Labeled-object pointing entries:
- - -

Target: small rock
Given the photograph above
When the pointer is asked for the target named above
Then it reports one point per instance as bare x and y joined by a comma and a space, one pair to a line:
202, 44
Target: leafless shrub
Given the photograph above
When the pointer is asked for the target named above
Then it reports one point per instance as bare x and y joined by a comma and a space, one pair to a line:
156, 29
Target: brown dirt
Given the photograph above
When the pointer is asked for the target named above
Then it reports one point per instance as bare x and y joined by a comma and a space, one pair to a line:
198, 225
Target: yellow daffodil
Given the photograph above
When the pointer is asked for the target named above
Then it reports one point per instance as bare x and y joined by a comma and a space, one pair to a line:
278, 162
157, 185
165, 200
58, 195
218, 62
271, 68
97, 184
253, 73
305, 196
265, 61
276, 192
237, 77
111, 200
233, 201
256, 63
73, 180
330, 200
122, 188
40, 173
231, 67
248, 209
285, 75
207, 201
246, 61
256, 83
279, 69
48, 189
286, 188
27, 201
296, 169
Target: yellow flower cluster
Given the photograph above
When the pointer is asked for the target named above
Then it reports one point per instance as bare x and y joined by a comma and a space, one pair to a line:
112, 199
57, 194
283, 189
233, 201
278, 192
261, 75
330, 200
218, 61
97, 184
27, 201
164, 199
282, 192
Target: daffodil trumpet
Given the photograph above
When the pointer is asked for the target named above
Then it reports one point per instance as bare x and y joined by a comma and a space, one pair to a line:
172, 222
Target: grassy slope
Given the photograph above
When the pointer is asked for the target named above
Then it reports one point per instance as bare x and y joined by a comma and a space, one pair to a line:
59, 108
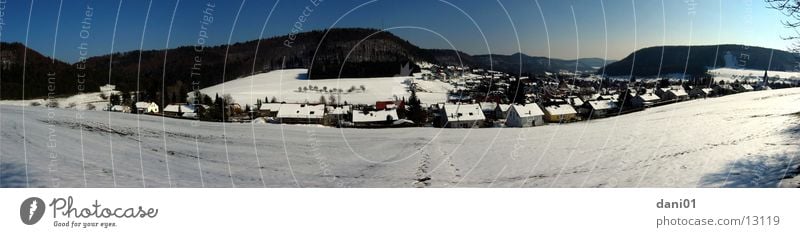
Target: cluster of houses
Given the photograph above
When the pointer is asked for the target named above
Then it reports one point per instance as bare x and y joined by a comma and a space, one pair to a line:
541, 101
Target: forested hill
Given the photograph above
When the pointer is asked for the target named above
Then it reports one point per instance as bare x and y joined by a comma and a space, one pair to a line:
346, 52
42, 75
694, 60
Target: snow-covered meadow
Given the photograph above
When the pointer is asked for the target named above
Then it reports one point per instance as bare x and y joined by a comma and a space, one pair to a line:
742, 140
291, 86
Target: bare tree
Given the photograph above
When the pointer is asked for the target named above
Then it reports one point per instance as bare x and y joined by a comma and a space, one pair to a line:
791, 9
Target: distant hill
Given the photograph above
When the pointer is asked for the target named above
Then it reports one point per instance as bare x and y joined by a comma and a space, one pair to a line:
36, 67
535, 64
372, 53
677, 59
511, 63
452, 57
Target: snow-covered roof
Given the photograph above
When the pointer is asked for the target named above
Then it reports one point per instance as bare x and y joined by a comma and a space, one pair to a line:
144, 104
374, 116
463, 112
338, 109
528, 110
649, 97
678, 93
561, 109
488, 106
301, 111
602, 104
575, 101
119, 108
504, 107
270, 106
184, 108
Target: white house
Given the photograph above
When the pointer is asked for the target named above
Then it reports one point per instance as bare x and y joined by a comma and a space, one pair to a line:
463, 115
269, 109
600, 108
560, 113
525, 116
744, 87
380, 118
107, 88
501, 111
301, 113
645, 100
121, 108
698, 92
182, 110
146, 107
488, 108
672, 93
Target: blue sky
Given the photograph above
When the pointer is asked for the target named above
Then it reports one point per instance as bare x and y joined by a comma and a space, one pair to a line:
609, 28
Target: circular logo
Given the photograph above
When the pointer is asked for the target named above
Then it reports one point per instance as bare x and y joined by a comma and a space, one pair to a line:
31, 210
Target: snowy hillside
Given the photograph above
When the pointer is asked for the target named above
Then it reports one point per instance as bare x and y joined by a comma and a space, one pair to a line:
292, 86
742, 140
82, 101
732, 74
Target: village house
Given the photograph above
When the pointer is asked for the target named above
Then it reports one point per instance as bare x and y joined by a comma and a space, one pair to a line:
525, 116
560, 113
743, 87
269, 110
107, 88
501, 111
301, 113
335, 114
601, 108
374, 119
645, 100
575, 101
463, 115
723, 89
488, 109
698, 92
146, 107
182, 110
672, 94
120, 108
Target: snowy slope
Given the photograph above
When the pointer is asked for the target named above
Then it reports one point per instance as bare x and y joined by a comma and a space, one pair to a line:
742, 140
78, 101
732, 74
284, 84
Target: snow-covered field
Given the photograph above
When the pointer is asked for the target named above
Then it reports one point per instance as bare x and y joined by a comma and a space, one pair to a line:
284, 84
742, 140
732, 74
83, 101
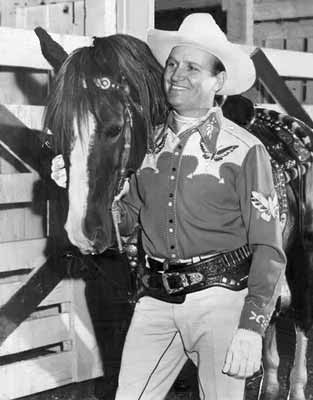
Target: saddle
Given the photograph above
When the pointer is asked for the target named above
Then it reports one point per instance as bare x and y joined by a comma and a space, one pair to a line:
289, 143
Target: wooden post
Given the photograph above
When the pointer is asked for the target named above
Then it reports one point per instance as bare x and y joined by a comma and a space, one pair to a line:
133, 18
239, 21
100, 17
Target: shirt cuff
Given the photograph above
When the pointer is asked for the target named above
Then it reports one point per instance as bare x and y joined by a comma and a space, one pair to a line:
254, 318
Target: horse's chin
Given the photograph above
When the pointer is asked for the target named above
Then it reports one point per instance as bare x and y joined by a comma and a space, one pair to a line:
100, 240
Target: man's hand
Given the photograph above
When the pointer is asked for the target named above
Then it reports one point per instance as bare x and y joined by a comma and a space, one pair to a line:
58, 171
243, 357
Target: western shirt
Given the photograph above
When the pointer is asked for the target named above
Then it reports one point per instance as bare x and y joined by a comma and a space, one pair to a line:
210, 189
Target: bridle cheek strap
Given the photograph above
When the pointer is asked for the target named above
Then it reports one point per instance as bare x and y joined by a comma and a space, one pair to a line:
115, 210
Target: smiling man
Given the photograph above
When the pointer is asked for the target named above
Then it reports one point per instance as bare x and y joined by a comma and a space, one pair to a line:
214, 257
209, 217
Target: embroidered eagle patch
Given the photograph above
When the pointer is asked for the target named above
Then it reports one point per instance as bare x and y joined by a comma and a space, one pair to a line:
218, 155
268, 207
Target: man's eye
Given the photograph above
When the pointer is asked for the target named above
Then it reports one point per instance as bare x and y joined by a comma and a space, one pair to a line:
193, 68
114, 131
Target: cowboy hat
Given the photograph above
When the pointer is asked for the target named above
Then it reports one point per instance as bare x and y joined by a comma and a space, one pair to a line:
201, 31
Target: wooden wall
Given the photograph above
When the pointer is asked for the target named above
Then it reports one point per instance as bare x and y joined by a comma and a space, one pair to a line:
56, 344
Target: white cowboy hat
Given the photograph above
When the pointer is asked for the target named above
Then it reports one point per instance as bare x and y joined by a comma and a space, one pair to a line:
201, 31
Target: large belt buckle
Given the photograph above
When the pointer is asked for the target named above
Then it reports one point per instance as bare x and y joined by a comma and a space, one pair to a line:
183, 281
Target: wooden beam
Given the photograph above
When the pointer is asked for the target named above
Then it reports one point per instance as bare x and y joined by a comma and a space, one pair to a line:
240, 21
135, 20
278, 88
27, 51
36, 375
284, 29
22, 254
269, 10
38, 285
161, 5
36, 333
17, 188
296, 64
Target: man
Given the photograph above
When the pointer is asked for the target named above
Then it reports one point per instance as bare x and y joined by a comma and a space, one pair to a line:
207, 207
206, 189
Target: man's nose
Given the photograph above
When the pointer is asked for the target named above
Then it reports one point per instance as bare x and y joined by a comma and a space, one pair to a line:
178, 75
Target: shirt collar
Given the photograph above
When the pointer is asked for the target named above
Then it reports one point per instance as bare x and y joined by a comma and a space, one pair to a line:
208, 126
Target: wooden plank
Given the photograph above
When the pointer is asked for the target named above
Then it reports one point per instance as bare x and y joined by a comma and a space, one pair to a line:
57, 18
29, 53
282, 9
88, 362
240, 21
309, 83
278, 107
100, 17
277, 87
17, 188
22, 223
40, 282
135, 20
296, 86
12, 222
79, 18
287, 63
35, 375
284, 29
60, 294
23, 86
36, 333
161, 5
22, 254
23, 143
30, 115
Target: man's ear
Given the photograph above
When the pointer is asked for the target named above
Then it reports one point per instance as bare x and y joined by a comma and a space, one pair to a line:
51, 50
220, 79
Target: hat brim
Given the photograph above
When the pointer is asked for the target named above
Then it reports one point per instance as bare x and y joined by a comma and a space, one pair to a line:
240, 71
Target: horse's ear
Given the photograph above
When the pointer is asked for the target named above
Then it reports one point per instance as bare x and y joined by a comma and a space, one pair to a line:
239, 109
51, 50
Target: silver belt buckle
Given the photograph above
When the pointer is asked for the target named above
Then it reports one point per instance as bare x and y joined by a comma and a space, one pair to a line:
183, 282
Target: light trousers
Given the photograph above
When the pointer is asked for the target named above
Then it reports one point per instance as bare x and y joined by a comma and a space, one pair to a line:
162, 336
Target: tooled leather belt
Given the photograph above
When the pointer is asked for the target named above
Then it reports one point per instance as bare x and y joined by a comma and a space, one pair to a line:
229, 270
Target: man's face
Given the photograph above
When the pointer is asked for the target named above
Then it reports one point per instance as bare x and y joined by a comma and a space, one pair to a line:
188, 81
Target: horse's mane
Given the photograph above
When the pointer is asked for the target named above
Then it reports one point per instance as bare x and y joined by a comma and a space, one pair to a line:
74, 93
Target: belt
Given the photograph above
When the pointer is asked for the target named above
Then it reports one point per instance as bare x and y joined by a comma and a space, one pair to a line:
228, 269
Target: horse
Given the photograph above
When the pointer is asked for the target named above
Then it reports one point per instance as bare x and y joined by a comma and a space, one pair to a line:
105, 102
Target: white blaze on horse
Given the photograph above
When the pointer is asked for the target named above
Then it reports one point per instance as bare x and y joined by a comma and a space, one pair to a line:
105, 102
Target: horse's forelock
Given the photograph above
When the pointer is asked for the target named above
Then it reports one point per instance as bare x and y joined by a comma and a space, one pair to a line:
141, 70
73, 96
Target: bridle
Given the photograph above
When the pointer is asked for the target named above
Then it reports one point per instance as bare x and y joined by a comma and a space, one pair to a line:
105, 83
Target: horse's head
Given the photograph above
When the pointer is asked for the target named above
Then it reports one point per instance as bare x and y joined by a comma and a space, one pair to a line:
104, 103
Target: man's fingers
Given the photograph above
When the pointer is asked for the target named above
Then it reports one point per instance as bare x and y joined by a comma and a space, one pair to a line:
60, 177
227, 363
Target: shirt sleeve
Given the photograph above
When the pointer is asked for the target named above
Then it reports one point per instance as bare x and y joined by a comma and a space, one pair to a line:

- - -

Starting at the line that contains "Target: horse's mane", quote each remaining line of the entries above, unchanged.

# [SOLUTION]
Target: horse's mane
Given the photograph above
When the pointer is asked for the target named above
Then it reports one point per instance as bare x and y joined by a comma and a space, one pair to a line:
74, 93
Target: belt
Given the photograph above
When the pointer is asked for the target named above
Then it reports one point per instance as bare x and y joined by a comma and a space, one pair to a line:
228, 269
Target: horse
Given the photograph above
When the pointer is asked for the target named above
Then it reports one point per instance as bare x and y joined by a comma and a space, one pair to a line:
105, 102
Target: white blaze on horse
Given the photograph above
When the pointer is asked for the target named above
Then it reports one point per instance as bare x and y joined by a comma and a space, one pair to a line:
105, 102
Target: horse's forelock
Given the photograph above
When the pointer is asked for the target named above
Then it reports one point per instance as bare x and y joined by a comma and a space, one pair to a line:
141, 70
73, 96
Target: bridle
Given the photograph above
When the pointer is asked for the target named above
Then it reports one point per instance as bare x and y joined by a comma and a space, one pair to a line:
105, 83
Target: horse's head
Given the photograph above
When the pointer is asked for the target named above
Then it reports one point per instance as bare x and y joined by a comma and a space, one pair to a line:
104, 103
Target: man's fingers
Given the photograph above
When the pointer is asked for the target named above
Then it reports one point per instance as bare x and y joined by a comma and a space, one pair to a line:
60, 177
227, 363
Target: shirt sleeve
Given the photograph above
When the pointer is asked for the target named above
Then it reports one point per instance as bare x and y joined by a comma and a space, one pair to a line:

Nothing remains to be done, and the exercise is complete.